▸ Text
▼

# Calling Cadence



## Massassi (27 May 2014)

Hi guys,
I am currently staff for a naval BMOQ course and the instructors are calling cadence "Left, left, left-right-left." everywhere i have ever been posted previously if someone called out in this fashion the world would end with some Sgt Major being immediately summoned from the depths of hell to rain down fire and brimstone upon the poor sod who was responsible for such a heinous crime. 

so i pull open the manual (A-PD-201-000/PT-000 THE CANADIAN FORCES MANUAL OF DRILL AND CEREMONIAL" and lo and behold i see nothing in it about calling cadence as "Left, Right, Left, Right, Left, Right, Left." I know that this is the way it should be done, but don't have a reference.

can someone help me out here? there is a possibility that this is one of those traditional things but I really doubt it is not in writing anywhere


----------



## Infanteer (27 May 2014)

May sound a little different (some would say American) but I don't see the issue with it.


----------



## Occam (27 May 2014)

It's called "personal preference".  If you want to wear out your voice calling it on every pace, have at 'er.

As someone who used to play the bass drum, "left, left, left right left" makes more sense as those are the beats that you're going to hear the bass drum on.  8 beats to a bar - boom, pause, boom, pause, boom, boom, boom, pause.  Repeat as necessary.


----------



## Tibbson (27 May 2014)

I've always been told we have two feet and we use them both equally so unless you intend to have the troops hopping on their left leg its traditionally been "left, right, left, right, left, right left.........(repeat)".

▲

▸ Information given

▼

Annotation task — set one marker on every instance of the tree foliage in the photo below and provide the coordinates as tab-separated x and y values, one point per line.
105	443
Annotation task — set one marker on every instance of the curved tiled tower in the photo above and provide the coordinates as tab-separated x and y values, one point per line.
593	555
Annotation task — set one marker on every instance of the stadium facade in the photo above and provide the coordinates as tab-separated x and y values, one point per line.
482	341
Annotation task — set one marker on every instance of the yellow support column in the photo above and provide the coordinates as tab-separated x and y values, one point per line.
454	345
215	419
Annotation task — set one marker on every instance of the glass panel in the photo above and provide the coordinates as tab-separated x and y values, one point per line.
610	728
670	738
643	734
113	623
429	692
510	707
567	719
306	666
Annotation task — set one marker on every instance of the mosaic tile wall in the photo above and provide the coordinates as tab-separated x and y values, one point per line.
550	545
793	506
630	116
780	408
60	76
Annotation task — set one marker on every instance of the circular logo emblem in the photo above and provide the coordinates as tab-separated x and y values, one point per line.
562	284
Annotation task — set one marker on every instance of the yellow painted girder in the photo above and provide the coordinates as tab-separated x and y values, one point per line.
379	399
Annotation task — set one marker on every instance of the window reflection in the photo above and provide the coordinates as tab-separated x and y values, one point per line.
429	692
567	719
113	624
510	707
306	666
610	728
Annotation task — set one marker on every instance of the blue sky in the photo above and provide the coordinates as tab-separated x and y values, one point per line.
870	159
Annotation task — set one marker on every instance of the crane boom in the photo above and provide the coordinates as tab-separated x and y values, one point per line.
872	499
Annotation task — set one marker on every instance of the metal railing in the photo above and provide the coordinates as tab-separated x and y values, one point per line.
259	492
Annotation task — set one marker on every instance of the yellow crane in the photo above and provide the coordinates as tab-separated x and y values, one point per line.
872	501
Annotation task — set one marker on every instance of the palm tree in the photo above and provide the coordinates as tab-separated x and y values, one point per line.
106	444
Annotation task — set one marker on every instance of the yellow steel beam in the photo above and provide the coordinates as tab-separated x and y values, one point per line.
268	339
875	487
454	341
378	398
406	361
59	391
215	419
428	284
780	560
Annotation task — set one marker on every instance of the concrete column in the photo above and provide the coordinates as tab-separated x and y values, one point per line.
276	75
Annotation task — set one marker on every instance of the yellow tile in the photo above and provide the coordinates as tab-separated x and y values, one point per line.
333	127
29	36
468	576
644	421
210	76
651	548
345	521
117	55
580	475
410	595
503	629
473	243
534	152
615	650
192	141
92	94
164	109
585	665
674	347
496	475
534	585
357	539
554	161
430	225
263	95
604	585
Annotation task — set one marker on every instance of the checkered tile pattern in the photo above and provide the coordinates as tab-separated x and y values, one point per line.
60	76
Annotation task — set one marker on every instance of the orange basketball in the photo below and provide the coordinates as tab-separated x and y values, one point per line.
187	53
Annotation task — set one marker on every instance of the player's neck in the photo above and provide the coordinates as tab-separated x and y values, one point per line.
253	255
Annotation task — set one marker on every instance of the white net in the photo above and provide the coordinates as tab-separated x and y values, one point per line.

▲

▸ Exercise task A
Write out the records unchanged, starting at the line that contains "of the checkered" and continuing through the last line of the records, both included.
▸ Exercise task B
Continue the forum thread on calling cadence from the point where it stops.

▸ Reply A
Annotation task — set one marker on every instance of the checkered tile pattern in the photo above and provide the coordinates as tab-separated x and y values, one point per line.
60	76
Annotation task — set one marker on every instance of the orange basketball in the photo below and provide the coordinates as tab-separated x and y values, one point per line.
187	53
Annotation task — set one marker on every instance of the player's neck in the photo above and provide the coordinates as tab-separated x and y values, one point per line.
253	255
Annotation task — set one marker on every instance of the white net in the photo above and provide the coordinates as tab-separated x and y values, one point per line.

▸ Reply B
Mind you, in these days of cost cutting and fiscal savings, if you can get troops hopping on their left foot and saving shoe leather on at least their right boot you may get a commendation.


----------



## George Wallace (27 May 2014)

Schindler's Lift said:
			
		

> I've always been told we have two feet and we use them both equally so unless you intend to have the troops hopping on their left leg its traditionally been "left, right, left, right, left, right left.........(repeat)".
> 
> Mind you, in these days of cost cutting and fiscal savings, if you can get troops hopping on their left foot and saving shoe leather on at least their right boot you may get a commendation.



That only promotes uneven wear on a pair of boots.... Will the CAF now think of tendering contracts for Left Boots, all sizes, to replace only the one boot seeing wear?


----------



## dangerboy (27 May 2014)

Don't bother with "Left, Right, Left" use "Do Wah Diddy Diddy" https://www.youtube.com/watch?v=ZR5yhKQo3dc


----------



## Danjanou (27 May 2014)

dangerboy said:
			
		

> Don't bother with "Left, Right, Left" use "Do Wah Diddy Diddy" https://www.youtube.com/watch?v=ZR5yhKQo3dc



We did that on the grad parade of our ISCC as we marched off. Worth the blast from the DS immediately after. 8)


----------



## Fishbone Jones (27 May 2014)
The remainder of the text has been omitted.